PROVIDED PASSAGE start

Last Updated on February 20, 2022 by John Rista

Welcome to my tutorial on using PHD2 and the bookmark technique to dial in extremely precise polar alignments.

Many of you may already be aware of the fact that PHD2 can be used to perform a polar alignment . What you may not be aware of is that polar alignment with PHD2 can be extremely accurate and that it can be done without necessarily having a line of sight on Polaris. For those of you who have an obstructed view, or live near the equator, aligning with PHD2 is a free, easy way to achieve very accurate polar alignment very quickly.

I am also sure some of you have tried PHD2 drift alignment and given up on it. You found it clunky, difficult to avoid cycling back and forth between one bad alignment and another, etc. You may have even put money into another tool to solve your alignment problems, tools that may rely on the (potentially inaccurate or imprecise) pointing accuracy of your mount for “iterative” alignment. This tutorial aims to introduce you to the key feature of PHD2 that alleviates these problems, making polar alignment easy, fast, and consistently effective…at dialing in VERY accurate PA: bookmarks.

If you’re like me, you’ve noticed the bookmark feature of PHD2 throughout your time using it, but never realized with a use for them. While trying to improve my PA a few weeks ago, early August 2014, I was struggling with PHD2 drift alignment while trying to move the guide star the right amount, relative to its previous position. It hit me at that point that bookmarks would be a perfect way of gauging how far, and in what direction, I needed to move the guide star, in order to properly refine my alignment. The key benefit of polar aligning with PHD2 is it requires only the adjustment of your altitude and azimuth adjustment knobs or bolts. This is a benefit, in that it means you can dial in an accurate polar alignment without having to rely on the pointing accuracy of your mount (which may be limited to 1-2’). This alignment technique does not require iteration between two stars and therefore does not require you to move the mount at all. At least, not beyond the initial pointing towards your alignment star (near the meridian and CE for azimuth, or horizon and CE for altitude). Once pointed, all adjustment is done purely with the alt/az adjustments on the mount. All of the frustrations with PHD2 drift alignment can be eliminated by using bookmarks. By marking the current position of the star before each adjustment with alt/az knobs, you have a clear gauge of where the star was, and after a couple of adjustments, you know exactly what effect turning your adjustment knobs one way or the other has on the star position relative to where it was. This takes a lot of the guesswork out of PHD2 drift alignment , which is probably the greatest source of frustration, and a key reason why it can be just as time-consuming as other methods. Bookmarks also help you define a shrinking range as you add more bookmarks, guaranteeing that, somewhere between two of those bookmarks lies a perfect polar alignment . With just a few iterations of drifting, placing bookmarks, and making smaller and smaller adjustments, you can dial in a polar alignment less than 0.5’ (<30”) off the NCP, and if you are persistent, within a few more iterations you could dial in a polar alignment less than 0.1’ (<6”). With a little bit of practice, performing fast, highly accurate polar alignment to ten arcseconds off the NCP can be achieved in *less than 15 minutes.* This screenshot shows the kind of tracking and guiding performance that is possible with a very accurate polar alignment :

Getting Started

First things first, you need to get PHD2 ready to use for drift alignment . You will need to start it up, point at a star near the meridian and celestial equator (for azimuth alignment, which the drift align wizard defaults to on startup), and calibrate PHD. Calibration must be performed before doing drift alignment . If you forget to calibrate, the drift align wizard will only momentarily display a message in the status bar indicating that calibration is required for the wizard to work. After calibrating, choose a high SNR star (over 10) within the middle quarter of the frame. It is important to choose a star here, as when you start adjusting, the star can move in any direction in the frame, by as much as a quarter of a frame initially. Picking a star near the edge could result in adjustments moving the star right out of the frame.

PROVIDED PASSAGE end

■ **EXERCISES TO COMPLETE**:
• a. Repeat word for word the part of the PHD2 polar alignment tutorial starting with "Getting Started" and going on through "out of the frame.".
• b. Carry the PHD2 polar alignment tutorial forward from its last sentence.

STORED RECORDS start

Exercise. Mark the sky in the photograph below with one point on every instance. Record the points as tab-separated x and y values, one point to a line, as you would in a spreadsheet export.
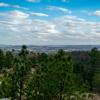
50	22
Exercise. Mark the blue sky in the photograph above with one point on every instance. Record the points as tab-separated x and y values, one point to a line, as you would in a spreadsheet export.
49	22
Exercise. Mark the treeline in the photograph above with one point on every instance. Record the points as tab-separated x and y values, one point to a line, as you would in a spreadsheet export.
40	76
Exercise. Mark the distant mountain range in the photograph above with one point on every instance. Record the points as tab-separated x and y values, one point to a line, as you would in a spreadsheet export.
50	48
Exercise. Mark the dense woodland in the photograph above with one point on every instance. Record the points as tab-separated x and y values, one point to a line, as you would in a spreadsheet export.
48	76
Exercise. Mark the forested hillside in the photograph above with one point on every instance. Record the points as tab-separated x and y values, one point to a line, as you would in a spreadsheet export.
54	76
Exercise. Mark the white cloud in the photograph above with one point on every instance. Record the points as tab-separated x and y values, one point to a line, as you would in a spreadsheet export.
97	13
59	9
33	0
17	27
3	4
39	14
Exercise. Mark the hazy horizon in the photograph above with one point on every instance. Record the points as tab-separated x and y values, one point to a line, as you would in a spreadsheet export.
50	22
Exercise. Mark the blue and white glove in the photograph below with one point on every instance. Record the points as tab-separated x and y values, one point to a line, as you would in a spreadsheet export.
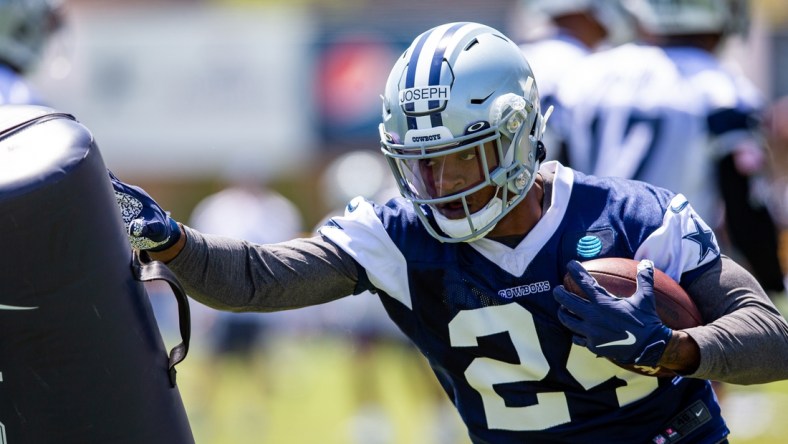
626	330
148	226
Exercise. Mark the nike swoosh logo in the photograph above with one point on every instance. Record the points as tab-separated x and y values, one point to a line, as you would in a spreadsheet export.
629	340
13	307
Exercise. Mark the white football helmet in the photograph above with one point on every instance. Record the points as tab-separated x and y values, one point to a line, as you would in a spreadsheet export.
608	13
25	27
462	98
681	17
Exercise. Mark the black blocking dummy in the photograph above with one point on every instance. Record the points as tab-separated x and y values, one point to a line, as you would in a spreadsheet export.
81	356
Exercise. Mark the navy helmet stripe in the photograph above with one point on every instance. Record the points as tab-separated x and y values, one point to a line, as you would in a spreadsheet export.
435	69
410	77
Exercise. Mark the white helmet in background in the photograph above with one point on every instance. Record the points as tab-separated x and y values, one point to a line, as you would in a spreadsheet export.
25	27
462	93
608	13
683	17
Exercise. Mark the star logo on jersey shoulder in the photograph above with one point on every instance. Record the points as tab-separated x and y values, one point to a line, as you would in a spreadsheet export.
704	239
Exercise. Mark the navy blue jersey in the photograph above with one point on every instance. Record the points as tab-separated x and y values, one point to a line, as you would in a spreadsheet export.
484	315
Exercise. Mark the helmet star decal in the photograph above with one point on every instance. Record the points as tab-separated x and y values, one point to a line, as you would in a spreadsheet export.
704	239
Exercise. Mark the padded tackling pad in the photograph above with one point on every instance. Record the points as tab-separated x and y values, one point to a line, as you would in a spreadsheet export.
81	356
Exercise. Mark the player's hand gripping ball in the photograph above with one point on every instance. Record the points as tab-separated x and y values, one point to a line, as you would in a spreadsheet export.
624	310
148	226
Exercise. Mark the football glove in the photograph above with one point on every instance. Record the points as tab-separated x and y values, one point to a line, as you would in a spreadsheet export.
626	330
147	225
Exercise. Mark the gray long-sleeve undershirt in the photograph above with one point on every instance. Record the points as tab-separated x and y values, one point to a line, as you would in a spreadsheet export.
746	343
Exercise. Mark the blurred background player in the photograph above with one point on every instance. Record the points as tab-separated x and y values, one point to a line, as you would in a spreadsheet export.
555	34
668	111
26	26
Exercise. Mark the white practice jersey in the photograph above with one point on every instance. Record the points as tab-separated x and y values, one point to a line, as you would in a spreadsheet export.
551	58
662	115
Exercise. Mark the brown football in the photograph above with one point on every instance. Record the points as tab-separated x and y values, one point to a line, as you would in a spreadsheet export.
619	277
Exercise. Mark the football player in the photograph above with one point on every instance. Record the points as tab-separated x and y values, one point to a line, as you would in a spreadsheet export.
667	111
25	28
469	264
558	33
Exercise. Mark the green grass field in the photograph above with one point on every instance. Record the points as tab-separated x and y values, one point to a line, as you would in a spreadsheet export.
323	390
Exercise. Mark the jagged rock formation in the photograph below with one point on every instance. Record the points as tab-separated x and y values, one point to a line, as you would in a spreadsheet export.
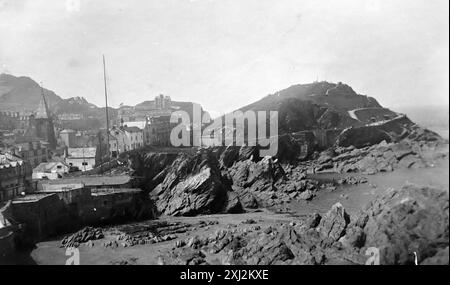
402	222
193	186
382	157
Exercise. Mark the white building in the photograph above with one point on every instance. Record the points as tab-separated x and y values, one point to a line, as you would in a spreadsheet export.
50	170
134	137
144	126
83	158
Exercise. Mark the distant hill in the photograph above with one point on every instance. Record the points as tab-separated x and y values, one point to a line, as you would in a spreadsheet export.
320	105
23	94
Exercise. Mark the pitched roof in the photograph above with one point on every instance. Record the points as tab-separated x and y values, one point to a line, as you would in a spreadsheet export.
93	180
7	160
41	111
47	166
141	124
132	129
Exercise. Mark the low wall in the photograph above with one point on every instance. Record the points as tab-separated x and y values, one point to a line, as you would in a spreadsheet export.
7	246
48	214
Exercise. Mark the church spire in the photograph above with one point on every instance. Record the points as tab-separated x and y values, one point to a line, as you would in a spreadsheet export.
42	111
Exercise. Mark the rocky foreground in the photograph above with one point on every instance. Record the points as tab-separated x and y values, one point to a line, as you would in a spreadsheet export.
405	225
402	225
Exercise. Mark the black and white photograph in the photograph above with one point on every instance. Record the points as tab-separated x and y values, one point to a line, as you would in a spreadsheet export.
225	133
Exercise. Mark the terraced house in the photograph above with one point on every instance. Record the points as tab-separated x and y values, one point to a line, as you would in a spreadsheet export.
15	176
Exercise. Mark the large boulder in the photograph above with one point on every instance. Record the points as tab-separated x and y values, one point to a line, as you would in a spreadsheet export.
334	222
403	223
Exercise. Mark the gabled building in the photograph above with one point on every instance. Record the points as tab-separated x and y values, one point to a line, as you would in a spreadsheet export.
41	124
144	126
15	176
84	158
134	137
50	170
30	149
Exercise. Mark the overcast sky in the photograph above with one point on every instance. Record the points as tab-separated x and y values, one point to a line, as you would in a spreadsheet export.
227	53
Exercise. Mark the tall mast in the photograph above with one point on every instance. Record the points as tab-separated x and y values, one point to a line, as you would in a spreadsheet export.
106	103
45	100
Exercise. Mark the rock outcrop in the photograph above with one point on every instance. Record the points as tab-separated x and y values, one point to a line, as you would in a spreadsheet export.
400	223
382	157
193	186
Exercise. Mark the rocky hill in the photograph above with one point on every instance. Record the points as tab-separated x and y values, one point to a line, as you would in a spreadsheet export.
320	105
23	94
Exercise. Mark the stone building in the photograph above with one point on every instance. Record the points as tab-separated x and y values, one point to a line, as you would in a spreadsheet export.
41	124
84	158
29	149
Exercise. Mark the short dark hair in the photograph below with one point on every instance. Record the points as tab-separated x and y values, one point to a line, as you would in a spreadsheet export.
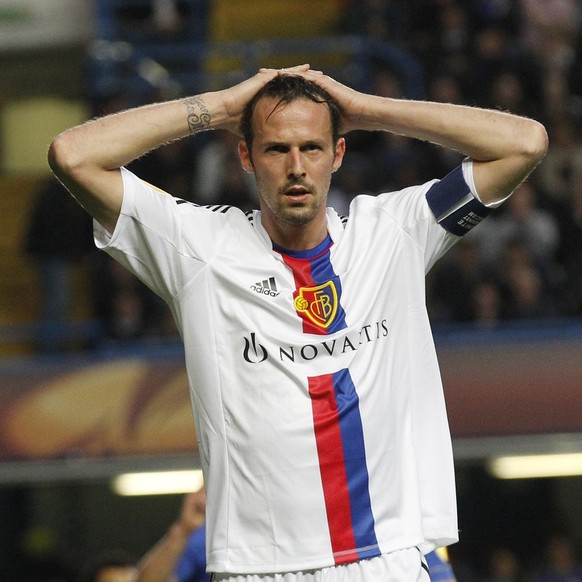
288	88
107	558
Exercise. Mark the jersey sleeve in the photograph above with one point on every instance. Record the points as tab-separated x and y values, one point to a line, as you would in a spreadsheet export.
438	213
164	241
455	204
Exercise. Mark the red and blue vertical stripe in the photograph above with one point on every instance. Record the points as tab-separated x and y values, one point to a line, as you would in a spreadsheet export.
342	459
338	427
311	268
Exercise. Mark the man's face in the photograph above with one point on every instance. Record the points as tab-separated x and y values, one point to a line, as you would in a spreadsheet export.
292	157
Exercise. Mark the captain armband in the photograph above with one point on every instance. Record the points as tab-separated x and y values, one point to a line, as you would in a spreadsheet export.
453	204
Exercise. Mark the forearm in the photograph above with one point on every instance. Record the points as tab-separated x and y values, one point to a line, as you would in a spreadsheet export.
159	563
481	134
505	148
115	140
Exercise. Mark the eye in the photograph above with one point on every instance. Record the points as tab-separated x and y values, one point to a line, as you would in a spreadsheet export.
277	148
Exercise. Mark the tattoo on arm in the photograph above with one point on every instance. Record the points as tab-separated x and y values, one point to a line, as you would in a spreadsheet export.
198	115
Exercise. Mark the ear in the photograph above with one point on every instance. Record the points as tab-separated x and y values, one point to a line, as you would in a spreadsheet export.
245	157
340	150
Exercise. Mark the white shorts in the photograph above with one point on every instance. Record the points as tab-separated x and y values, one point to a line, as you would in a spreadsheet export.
406	565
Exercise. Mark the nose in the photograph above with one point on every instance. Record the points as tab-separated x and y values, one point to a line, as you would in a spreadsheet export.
295	168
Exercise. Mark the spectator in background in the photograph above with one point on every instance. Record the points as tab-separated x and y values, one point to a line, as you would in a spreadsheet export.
180	555
111	565
560	562
57	239
504	566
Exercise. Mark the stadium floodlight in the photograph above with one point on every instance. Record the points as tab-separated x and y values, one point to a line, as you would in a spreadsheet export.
536	466
157	483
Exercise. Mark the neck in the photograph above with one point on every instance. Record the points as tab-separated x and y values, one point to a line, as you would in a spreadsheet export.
295	237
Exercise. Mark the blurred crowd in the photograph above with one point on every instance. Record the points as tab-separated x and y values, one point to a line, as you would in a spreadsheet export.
523	56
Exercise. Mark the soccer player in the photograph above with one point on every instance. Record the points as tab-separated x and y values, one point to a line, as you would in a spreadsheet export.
314	379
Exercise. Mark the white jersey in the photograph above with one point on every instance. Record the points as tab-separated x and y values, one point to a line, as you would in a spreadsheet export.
314	380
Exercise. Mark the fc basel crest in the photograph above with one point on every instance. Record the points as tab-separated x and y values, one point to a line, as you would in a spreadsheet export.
319	304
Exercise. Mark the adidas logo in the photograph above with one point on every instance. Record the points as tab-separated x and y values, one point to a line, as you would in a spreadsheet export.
266	287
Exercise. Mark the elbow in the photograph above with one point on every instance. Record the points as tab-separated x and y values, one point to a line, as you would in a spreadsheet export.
59	157
536	143
63	156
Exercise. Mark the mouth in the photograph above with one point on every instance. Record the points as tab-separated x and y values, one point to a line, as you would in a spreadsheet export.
297	193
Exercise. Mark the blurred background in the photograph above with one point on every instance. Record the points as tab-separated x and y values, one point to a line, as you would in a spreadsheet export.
91	378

STORED RECORDS end

■ **RESPONSES PER TASK**:
• a.
Getting Started

First things first, you need to get PHD2 ready to use for drift alignment . You will need to start it up, point at a star near the meridian and celestial equator (for azimuth alignment, which the drift align wizard defaults to on startup), and calibrate PHD. Calibration must be performed before doing drift alignment . If you forget to calibrate, the drift align wizard will only momentarily display a message in the status bar indicating that calibration is required for the wizard to work. After calibrating, choose a high SNR star (over 10) within the middle quarter of the frame. It is important to choose a star here, as when you start adjusting, the star can move in any direction in the frame, by as much as a quarter of a frame initially. Picking a star near the edge could result in adjustments moving the star right out of the frame.

• b.
Before starting the drift alignment wizard, you should make sure that bookmarks are enabled (shown), and that you delete any existing bookmarks. This will assure that you don’t end up confused about which bookmarks mean what (especially if you had tried to drift align earlier, and ended up needing to repoint the mount.) It probably goes without saying, but saying it anyway for good measure: Make sure you are pointed a bit ahead of the meridian, and any of your mount’s stop limits, so you have time to perform drift alignment without running into a meridian or horizon limit during the process. It also helps to make sure that there are no trees or other obstructions that might find their way into the frame while your aligning. Finally, set your exposure time to 1 second, so you can see an immediate response to any adjustments you make. It also helps to set the history period to 200 ticks, and the y axis to 8. I’ve found that these settings are best for early drift checks…later on, when you require longer drift checks, you might want to up the period to 400 ticks.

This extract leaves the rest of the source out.